* [Records supplied]:
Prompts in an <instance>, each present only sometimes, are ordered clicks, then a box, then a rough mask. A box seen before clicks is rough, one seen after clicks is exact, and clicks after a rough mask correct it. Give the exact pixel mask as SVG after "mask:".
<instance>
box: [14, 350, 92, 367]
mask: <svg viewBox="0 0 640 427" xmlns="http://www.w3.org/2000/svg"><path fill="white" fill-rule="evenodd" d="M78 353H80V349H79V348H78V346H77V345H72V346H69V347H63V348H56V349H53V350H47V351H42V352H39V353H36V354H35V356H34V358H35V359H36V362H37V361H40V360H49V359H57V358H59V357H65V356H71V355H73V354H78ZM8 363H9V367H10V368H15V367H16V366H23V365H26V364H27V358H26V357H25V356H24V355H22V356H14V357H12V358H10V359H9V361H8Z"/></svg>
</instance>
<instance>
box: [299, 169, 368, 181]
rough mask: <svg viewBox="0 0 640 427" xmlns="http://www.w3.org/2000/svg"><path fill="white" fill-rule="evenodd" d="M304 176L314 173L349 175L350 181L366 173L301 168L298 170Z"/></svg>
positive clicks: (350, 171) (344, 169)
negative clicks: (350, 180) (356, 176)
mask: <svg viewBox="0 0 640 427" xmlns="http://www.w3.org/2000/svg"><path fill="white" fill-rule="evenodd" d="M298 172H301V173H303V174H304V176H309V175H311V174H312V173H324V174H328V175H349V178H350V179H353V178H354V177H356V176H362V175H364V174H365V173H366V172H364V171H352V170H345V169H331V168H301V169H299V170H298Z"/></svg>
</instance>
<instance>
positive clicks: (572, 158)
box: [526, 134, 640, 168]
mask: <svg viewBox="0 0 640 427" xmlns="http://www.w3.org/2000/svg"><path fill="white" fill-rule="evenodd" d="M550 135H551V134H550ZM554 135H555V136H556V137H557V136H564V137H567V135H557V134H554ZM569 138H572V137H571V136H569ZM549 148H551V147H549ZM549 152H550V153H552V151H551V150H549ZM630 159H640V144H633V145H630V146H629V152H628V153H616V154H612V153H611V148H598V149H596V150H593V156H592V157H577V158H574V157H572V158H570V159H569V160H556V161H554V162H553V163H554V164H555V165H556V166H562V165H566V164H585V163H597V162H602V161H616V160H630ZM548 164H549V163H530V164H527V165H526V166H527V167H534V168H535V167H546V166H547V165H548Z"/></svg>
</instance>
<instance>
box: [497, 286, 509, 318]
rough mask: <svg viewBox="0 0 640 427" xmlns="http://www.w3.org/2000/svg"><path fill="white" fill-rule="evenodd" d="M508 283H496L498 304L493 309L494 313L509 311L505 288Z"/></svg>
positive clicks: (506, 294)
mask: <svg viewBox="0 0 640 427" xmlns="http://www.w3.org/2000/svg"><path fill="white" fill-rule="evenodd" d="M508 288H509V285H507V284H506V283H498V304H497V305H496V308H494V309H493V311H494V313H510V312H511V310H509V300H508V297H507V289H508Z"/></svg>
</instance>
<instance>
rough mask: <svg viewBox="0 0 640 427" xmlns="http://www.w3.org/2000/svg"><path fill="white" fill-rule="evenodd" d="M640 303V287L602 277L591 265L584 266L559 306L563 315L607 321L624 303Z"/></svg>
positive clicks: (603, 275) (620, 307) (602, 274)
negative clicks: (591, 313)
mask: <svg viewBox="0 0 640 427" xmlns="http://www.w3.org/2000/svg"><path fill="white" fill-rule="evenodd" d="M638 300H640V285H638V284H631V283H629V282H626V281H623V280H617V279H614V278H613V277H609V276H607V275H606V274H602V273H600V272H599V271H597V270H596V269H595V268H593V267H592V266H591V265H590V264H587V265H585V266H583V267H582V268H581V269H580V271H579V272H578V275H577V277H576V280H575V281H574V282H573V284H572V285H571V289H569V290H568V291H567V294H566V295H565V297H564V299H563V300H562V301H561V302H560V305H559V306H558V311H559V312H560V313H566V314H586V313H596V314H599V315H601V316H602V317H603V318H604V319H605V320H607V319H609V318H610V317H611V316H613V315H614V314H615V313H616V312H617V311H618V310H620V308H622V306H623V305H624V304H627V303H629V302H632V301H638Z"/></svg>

* [What is being asked]: Reproduce all of the material above line for line, with every character unchanged and in the original order.

* [Response for this exercise]:
Prompts in an <instance>, each present only sometimes, are ordered clicks, then a box, then a rough mask. A box seen before clicks is rough, one seen after clicks is exact, and clicks after a rough mask correct it. Give the exact pixel mask as SVG after "mask:".
<instance>
box: [14, 350, 92, 367]
mask: <svg viewBox="0 0 640 427" xmlns="http://www.w3.org/2000/svg"><path fill="white" fill-rule="evenodd" d="M78 353H80V349H79V348H78V346H77V345H72V346H69V347H63V348H56V349H53V350H47V351H42V352H39V353H36V354H35V356H34V358H35V359H36V362H37V361H40V360H49V359H57V358H59V357H65V356H71V355H73V354H78ZM8 363H9V367H10V368H15V367H16V366H23V365H26V364H27V358H26V357H25V356H24V355H22V356H14V357H12V358H10V359H9V361H8Z"/></svg>
</instance>
<instance>
box: [299, 169, 368, 181]
rough mask: <svg viewBox="0 0 640 427" xmlns="http://www.w3.org/2000/svg"><path fill="white" fill-rule="evenodd" d="M304 176L314 173L349 175L350 181L366 173L301 168L298 170Z"/></svg>
positive clicks: (350, 171) (344, 169)
negative clicks: (350, 180) (356, 176)
mask: <svg viewBox="0 0 640 427" xmlns="http://www.w3.org/2000/svg"><path fill="white" fill-rule="evenodd" d="M298 172H301V173H303V174H304V176H309V175H311V174H312V173H324V174H328V175H349V178H350V179H353V178H354V177H356V176H362V175H364V174H365V173H366V172H364V171H352V170H345V169H331V168H301V169H299V170H298Z"/></svg>
</instance>
<instance>
positive clicks: (572, 158)
box: [526, 134, 640, 168]
mask: <svg viewBox="0 0 640 427" xmlns="http://www.w3.org/2000/svg"><path fill="white" fill-rule="evenodd" d="M550 135H551V134H550ZM554 135H555V136H556V137H557V136H564V137H567V135H557V134H554ZM569 138H572V137H571V136H569ZM549 148H551V147H549ZM549 152H550V153H552V151H551V150H549ZM630 159H640V144H633V145H630V146H629V152H628V153H616V154H612V153H611V148H598V149H596V150H593V156H592V157H577V158H574V157H572V158H570V159H569V160H556V161H554V162H553V163H554V164H555V165H556V166H562V165H566V164H585V163H597V162H602V161H616V160H630ZM548 164H549V163H530V164H527V165H526V166H527V167H534V168H535V167H546V166H547V165H548Z"/></svg>
</instance>
<instance>
box: [497, 286, 509, 318]
rough mask: <svg viewBox="0 0 640 427" xmlns="http://www.w3.org/2000/svg"><path fill="white" fill-rule="evenodd" d="M508 283H496L498 304L493 309L494 313L509 311L505 288Z"/></svg>
positive clicks: (506, 294)
mask: <svg viewBox="0 0 640 427" xmlns="http://www.w3.org/2000/svg"><path fill="white" fill-rule="evenodd" d="M508 288H509V285H507V284H506V283H498V304H497V305H496V308H494V309H493V311H494V313H510V312H511V310H509V300H508V297H507V289H508Z"/></svg>
</instance>
<instance>
rough mask: <svg viewBox="0 0 640 427" xmlns="http://www.w3.org/2000/svg"><path fill="white" fill-rule="evenodd" d="M640 303V287L602 277L591 265L584 266L559 306L563 315L607 321L624 303Z"/></svg>
positive clicks: (603, 275) (620, 307) (602, 274)
negative clicks: (591, 313)
mask: <svg viewBox="0 0 640 427" xmlns="http://www.w3.org/2000/svg"><path fill="white" fill-rule="evenodd" d="M638 300H640V285H638V284H631V283H629V282H626V281H623V280H617V279H614V278H613V277H609V276H607V275H606V274H602V273H600V272H599V271H597V270H596V269H595V268H593V267H592V266H591V265H590V264H587V265H585V266H583V267H582V268H581V269H580V271H579V272H578V275H577V277H576V280H575V281H574V282H573V284H572V285H571V289H569V290H568V291H567V294H566V295H565V297H564V299H563V300H562V301H561V302H560V305H559V306H558V311H559V312H560V313H566V314H586V313H596V314H599V315H601V316H602V317H603V318H604V319H605V320H607V319H609V318H610V317H611V316H613V315H614V314H615V313H616V312H617V311H618V310H620V308H622V306H623V305H624V304H627V303H629V302H632V301H638Z"/></svg>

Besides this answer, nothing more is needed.